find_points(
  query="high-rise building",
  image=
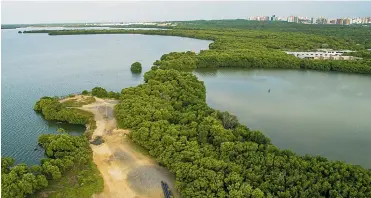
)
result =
(346, 22)
(274, 18)
(290, 19)
(339, 21)
(296, 19)
(321, 20)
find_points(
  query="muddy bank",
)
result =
(126, 170)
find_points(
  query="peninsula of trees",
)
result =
(244, 44)
(210, 152)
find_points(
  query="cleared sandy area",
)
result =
(127, 172)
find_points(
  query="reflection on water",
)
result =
(37, 65)
(320, 113)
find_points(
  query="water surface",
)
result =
(319, 113)
(36, 65)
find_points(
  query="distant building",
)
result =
(339, 21)
(346, 22)
(290, 19)
(321, 20)
(274, 18)
(324, 54)
(296, 19)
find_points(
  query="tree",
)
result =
(85, 92)
(99, 92)
(136, 67)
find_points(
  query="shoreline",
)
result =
(126, 171)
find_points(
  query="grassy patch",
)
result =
(80, 182)
(136, 147)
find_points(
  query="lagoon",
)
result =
(36, 65)
(309, 112)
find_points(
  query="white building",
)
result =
(323, 54)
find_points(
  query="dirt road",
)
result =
(127, 172)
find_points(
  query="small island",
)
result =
(136, 67)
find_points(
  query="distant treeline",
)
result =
(213, 155)
(257, 48)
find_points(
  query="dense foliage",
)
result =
(238, 43)
(20, 181)
(212, 155)
(136, 67)
(65, 153)
(103, 93)
(69, 158)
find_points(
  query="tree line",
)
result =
(263, 47)
(64, 153)
(213, 155)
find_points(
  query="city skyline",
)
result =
(14, 12)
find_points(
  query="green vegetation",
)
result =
(52, 109)
(68, 170)
(20, 181)
(210, 152)
(240, 43)
(61, 130)
(136, 67)
(74, 102)
(85, 92)
(213, 155)
(102, 93)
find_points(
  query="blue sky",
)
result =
(125, 11)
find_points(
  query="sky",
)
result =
(17, 12)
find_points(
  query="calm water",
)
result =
(36, 65)
(309, 112)
(320, 113)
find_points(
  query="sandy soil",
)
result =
(76, 97)
(127, 173)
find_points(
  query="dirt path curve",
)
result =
(127, 172)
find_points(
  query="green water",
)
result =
(36, 65)
(319, 113)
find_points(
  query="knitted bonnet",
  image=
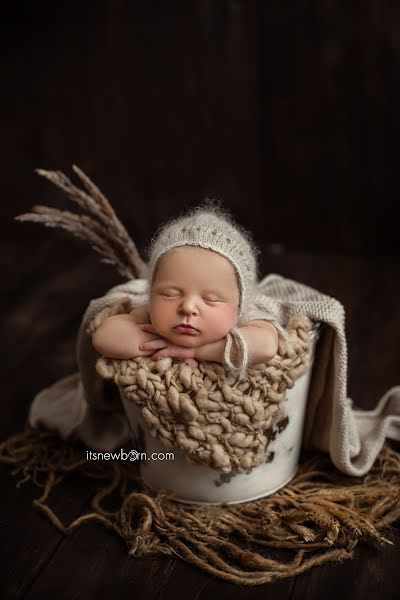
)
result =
(209, 227)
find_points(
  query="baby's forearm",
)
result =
(120, 337)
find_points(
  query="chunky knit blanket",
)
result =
(81, 406)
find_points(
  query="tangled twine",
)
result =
(214, 418)
(320, 516)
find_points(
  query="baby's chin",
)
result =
(193, 341)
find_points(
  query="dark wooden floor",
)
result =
(47, 291)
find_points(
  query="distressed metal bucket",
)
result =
(204, 485)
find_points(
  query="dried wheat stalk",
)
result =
(98, 224)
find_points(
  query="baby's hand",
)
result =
(166, 348)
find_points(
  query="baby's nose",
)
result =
(188, 306)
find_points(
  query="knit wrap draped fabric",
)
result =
(81, 404)
(214, 418)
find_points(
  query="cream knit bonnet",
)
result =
(209, 226)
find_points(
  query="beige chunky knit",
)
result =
(78, 405)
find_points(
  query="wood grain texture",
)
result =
(289, 113)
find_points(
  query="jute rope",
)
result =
(319, 517)
(212, 416)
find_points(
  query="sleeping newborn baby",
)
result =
(202, 276)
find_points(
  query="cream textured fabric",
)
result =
(353, 438)
(210, 229)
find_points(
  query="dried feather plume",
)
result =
(97, 224)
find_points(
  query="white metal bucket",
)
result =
(203, 485)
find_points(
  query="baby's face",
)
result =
(195, 286)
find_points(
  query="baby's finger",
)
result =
(153, 345)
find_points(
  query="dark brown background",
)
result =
(288, 112)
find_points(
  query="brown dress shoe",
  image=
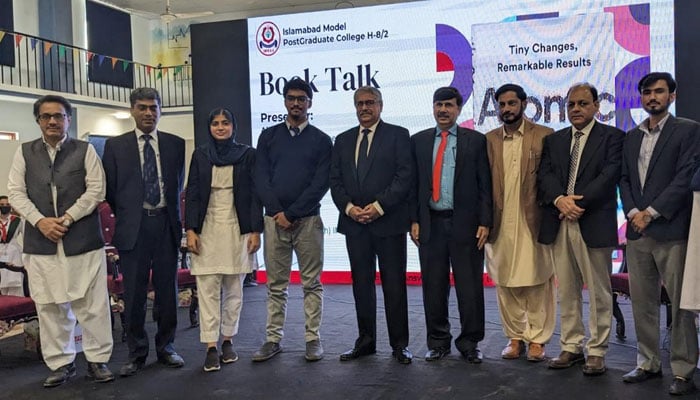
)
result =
(513, 350)
(566, 359)
(595, 365)
(535, 352)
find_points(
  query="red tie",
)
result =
(437, 168)
(3, 230)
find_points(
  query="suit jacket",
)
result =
(247, 203)
(473, 204)
(667, 184)
(598, 174)
(125, 195)
(388, 179)
(533, 140)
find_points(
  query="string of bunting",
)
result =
(62, 49)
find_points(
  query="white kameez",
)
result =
(67, 289)
(690, 294)
(515, 257)
(223, 250)
(222, 262)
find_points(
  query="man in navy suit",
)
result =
(577, 189)
(370, 180)
(660, 157)
(451, 214)
(145, 170)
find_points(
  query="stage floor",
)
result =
(372, 377)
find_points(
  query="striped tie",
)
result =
(573, 162)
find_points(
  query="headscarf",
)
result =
(226, 151)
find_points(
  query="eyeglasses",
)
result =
(295, 99)
(47, 117)
(368, 103)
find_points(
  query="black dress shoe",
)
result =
(60, 375)
(402, 355)
(356, 352)
(131, 368)
(98, 372)
(681, 386)
(473, 356)
(436, 354)
(171, 360)
(640, 375)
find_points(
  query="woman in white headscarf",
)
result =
(223, 219)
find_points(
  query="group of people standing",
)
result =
(534, 204)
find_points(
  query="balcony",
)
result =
(29, 63)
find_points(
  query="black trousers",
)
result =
(364, 250)
(154, 254)
(452, 246)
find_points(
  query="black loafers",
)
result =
(436, 354)
(402, 355)
(60, 375)
(171, 360)
(356, 353)
(640, 375)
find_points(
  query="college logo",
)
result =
(268, 38)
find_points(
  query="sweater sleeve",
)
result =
(312, 195)
(263, 175)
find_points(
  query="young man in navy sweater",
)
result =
(291, 176)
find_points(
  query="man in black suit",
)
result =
(660, 157)
(370, 179)
(451, 214)
(577, 189)
(145, 170)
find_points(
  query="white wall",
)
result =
(26, 16)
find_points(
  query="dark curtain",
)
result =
(109, 35)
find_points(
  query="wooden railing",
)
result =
(30, 62)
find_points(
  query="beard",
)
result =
(512, 118)
(657, 109)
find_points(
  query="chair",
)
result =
(620, 286)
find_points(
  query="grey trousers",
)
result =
(651, 262)
(306, 241)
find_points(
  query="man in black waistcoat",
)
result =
(55, 184)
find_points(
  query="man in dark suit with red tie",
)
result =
(451, 215)
(661, 155)
(577, 189)
(144, 170)
(370, 179)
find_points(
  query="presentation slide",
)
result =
(408, 50)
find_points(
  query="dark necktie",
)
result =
(362, 160)
(151, 188)
(573, 162)
(437, 168)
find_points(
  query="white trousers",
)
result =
(57, 324)
(220, 300)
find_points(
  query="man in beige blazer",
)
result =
(521, 268)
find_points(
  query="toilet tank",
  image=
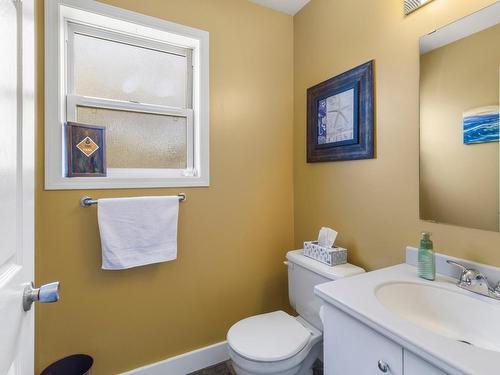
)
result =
(303, 275)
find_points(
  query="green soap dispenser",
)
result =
(426, 258)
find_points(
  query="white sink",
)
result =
(455, 315)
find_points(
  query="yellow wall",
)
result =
(459, 182)
(373, 203)
(232, 236)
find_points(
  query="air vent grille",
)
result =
(413, 5)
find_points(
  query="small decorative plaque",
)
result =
(86, 146)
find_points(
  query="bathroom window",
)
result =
(143, 79)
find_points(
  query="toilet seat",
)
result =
(275, 336)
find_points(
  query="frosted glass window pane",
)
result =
(140, 140)
(112, 70)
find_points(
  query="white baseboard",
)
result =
(186, 363)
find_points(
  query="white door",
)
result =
(16, 183)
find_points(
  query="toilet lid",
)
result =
(268, 337)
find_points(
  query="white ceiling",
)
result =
(286, 6)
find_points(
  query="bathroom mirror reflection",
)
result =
(459, 122)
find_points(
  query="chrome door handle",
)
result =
(382, 366)
(47, 293)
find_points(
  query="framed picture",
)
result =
(481, 125)
(340, 117)
(86, 150)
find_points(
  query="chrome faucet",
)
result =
(474, 281)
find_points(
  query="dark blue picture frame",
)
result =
(361, 145)
(355, 139)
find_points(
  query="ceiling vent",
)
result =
(413, 5)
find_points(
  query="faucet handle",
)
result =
(468, 276)
(472, 279)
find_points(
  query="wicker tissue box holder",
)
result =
(332, 256)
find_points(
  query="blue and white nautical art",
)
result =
(338, 117)
(481, 125)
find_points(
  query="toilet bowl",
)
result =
(277, 343)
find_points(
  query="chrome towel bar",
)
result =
(86, 201)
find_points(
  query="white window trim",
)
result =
(57, 13)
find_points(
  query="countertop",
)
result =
(356, 296)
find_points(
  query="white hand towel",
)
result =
(137, 231)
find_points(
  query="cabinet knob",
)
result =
(382, 366)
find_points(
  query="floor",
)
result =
(225, 368)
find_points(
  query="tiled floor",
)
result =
(225, 368)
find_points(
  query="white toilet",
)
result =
(278, 343)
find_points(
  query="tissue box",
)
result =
(332, 256)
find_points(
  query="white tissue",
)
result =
(326, 237)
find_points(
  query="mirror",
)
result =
(459, 122)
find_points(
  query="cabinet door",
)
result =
(352, 348)
(414, 365)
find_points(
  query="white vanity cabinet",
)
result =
(351, 347)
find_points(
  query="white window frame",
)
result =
(62, 18)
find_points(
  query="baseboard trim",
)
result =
(186, 363)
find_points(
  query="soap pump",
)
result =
(426, 258)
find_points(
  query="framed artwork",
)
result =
(86, 150)
(340, 117)
(481, 125)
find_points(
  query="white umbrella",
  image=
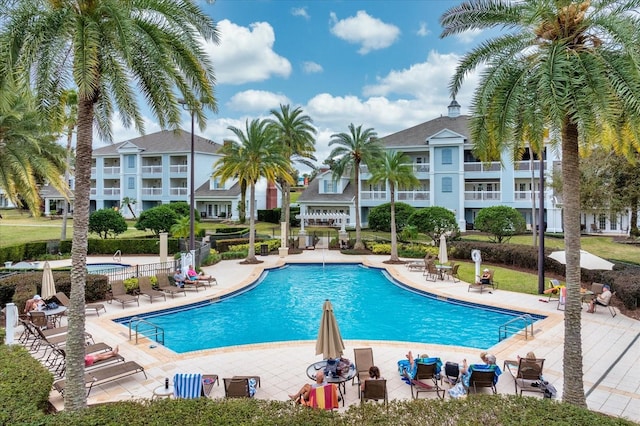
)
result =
(48, 286)
(442, 254)
(587, 260)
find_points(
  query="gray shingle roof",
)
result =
(417, 135)
(164, 142)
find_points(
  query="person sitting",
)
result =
(374, 374)
(302, 396)
(89, 360)
(602, 299)
(179, 278)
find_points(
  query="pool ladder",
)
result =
(139, 326)
(514, 326)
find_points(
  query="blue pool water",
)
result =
(287, 305)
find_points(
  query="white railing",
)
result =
(178, 191)
(151, 191)
(412, 195)
(112, 170)
(482, 195)
(482, 167)
(151, 169)
(111, 191)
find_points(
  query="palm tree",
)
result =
(112, 52)
(296, 135)
(254, 155)
(66, 119)
(395, 168)
(353, 149)
(566, 66)
(28, 150)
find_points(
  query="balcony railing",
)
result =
(111, 191)
(151, 191)
(412, 195)
(151, 169)
(482, 167)
(482, 195)
(178, 191)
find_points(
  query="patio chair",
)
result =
(526, 373)
(64, 301)
(119, 294)
(428, 369)
(144, 284)
(165, 285)
(363, 358)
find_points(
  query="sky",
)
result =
(376, 63)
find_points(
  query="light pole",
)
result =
(192, 202)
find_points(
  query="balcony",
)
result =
(151, 191)
(482, 195)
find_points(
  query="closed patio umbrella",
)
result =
(442, 254)
(329, 342)
(587, 260)
(48, 286)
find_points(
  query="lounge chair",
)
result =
(64, 301)
(428, 369)
(363, 358)
(483, 376)
(238, 387)
(165, 285)
(119, 294)
(526, 373)
(323, 397)
(105, 375)
(375, 390)
(144, 285)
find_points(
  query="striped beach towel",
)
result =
(187, 386)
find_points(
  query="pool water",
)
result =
(287, 304)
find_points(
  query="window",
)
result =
(447, 184)
(447, 156)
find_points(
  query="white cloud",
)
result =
(300, 11)
(469, 36)
(256, 101)
(246, 54)
(310, 67)
(371, 33)
(423, 31)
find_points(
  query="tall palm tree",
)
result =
(66, 119)
(111, 52)
(254, 155)
(351, 150)
(568, 66)
(296, 135)
(395, 168)
(28, 150)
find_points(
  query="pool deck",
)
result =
(610, 345)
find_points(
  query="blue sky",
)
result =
(379, 63)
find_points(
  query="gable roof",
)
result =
(166, 141)
(418, 135)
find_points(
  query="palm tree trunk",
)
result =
(358, 245)
(394, 236)
(573, 389)
(75, 393)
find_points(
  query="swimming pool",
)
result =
(285, 304)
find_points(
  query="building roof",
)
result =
(166, 141)
(418, 135)
(311, 194)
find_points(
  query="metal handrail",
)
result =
(510, 326)
(157, 332)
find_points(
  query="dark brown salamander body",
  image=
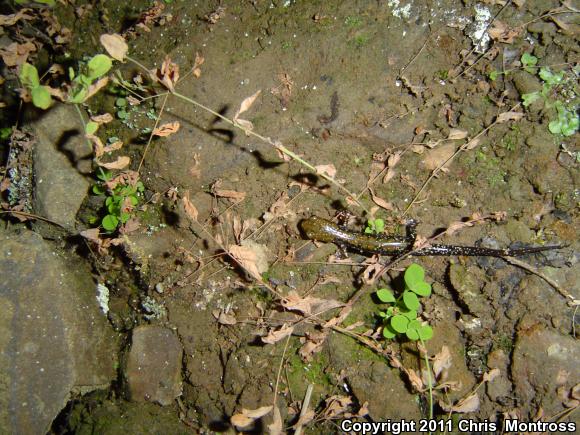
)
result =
(326, 231)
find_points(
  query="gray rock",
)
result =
(153, 369)
(543, 362)
(53, 337)
(60, 187)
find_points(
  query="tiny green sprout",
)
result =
(400, 317)
(375, 226)
(529, 61)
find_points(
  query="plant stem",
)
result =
(429, 379)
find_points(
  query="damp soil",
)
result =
(348, 84)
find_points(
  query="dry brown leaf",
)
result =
(229, 194)
(247, 416)
(113, 147)
(491, 375)
(252, 257)
(441, 363)
(196, 70)
(465, 405)
(10, 20)
(277, 335)
(102, 119)
(120, 163)
(509, 116)
(224, 318)
(329, 170)
(308, 305)
(96, 87)
(168, 74)
(455, 134)
(275, 428)
(91, 234)
(380, 201)
(189, 208)
(16, 54)
(247, 103)
(437, 156)
(167, 129)
(115, 46)
(501, 32)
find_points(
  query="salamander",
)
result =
(323, 230)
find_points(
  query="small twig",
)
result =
(462, 148)
(304, 409)
(573, 301)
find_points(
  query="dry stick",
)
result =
(464, 147)
(573, 301)
(267, 140)
(479, 40)
(152, 132)
(304, 409)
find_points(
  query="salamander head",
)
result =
(316, 228)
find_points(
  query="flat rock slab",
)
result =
(53, 338)
(153, 369)
(544, 361)
(61, 156)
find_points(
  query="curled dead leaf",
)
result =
(167, 129)
(120, 163)
(247, 416)
(115, 46)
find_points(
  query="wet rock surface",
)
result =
(153, 371)
(55, 340)
(61, 157)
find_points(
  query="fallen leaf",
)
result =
(223, 318)
(248, 416)
(275, 428)
(491, 375)
(308, 305)
(441, 362)
(102, 119)
(168, 74)
(16, 54)
(455, 134)
(247, 103)
(252, 257)
(277, 335)
(167, 129)
(468, 404)
(120, 163)
(509, 116)
(329, 170)
(435, 157)
(188, 206)
(115, 46)
(10, 20)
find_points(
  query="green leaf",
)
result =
(411, 314)
(41, 97)
(529, 98)
(386, 296)
(91, 127)
(422, 289)
(414, 275)
(411, 300)
(29, 76)
(412, 334)
(99, 66)
(426, 332)
(388, 332)
(110, 222)
(98, 189)
(399, 323)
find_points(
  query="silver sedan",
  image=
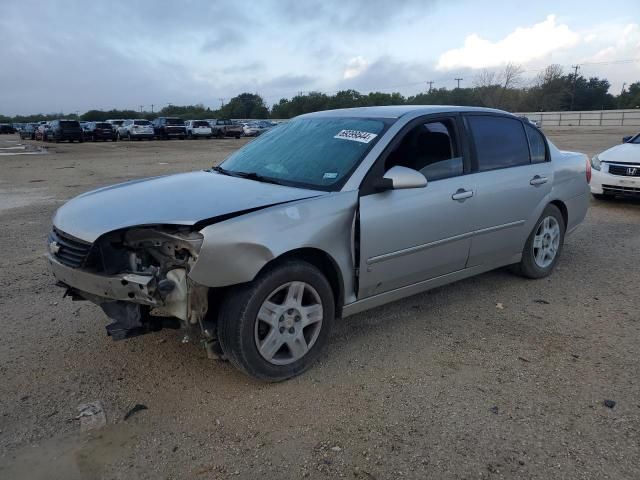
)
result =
(325, 216)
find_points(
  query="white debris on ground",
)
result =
(91, 416)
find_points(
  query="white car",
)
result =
(198, 128)
(135, 129)
(617, 171)
(250, 129)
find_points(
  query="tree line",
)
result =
(550, 90)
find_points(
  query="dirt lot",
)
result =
(440, 385)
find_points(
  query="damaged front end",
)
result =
(138, 276)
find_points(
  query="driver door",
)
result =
(416, 234)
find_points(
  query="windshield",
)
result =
(316, 152)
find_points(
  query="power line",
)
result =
(573, 88)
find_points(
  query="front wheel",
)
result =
(544, 245)
(275, 327)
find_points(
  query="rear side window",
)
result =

### [ACTIVITY]
Looking at the material above, count the lines that hold "tissue" and give the total alone.

### [TASK RESPONSE]
3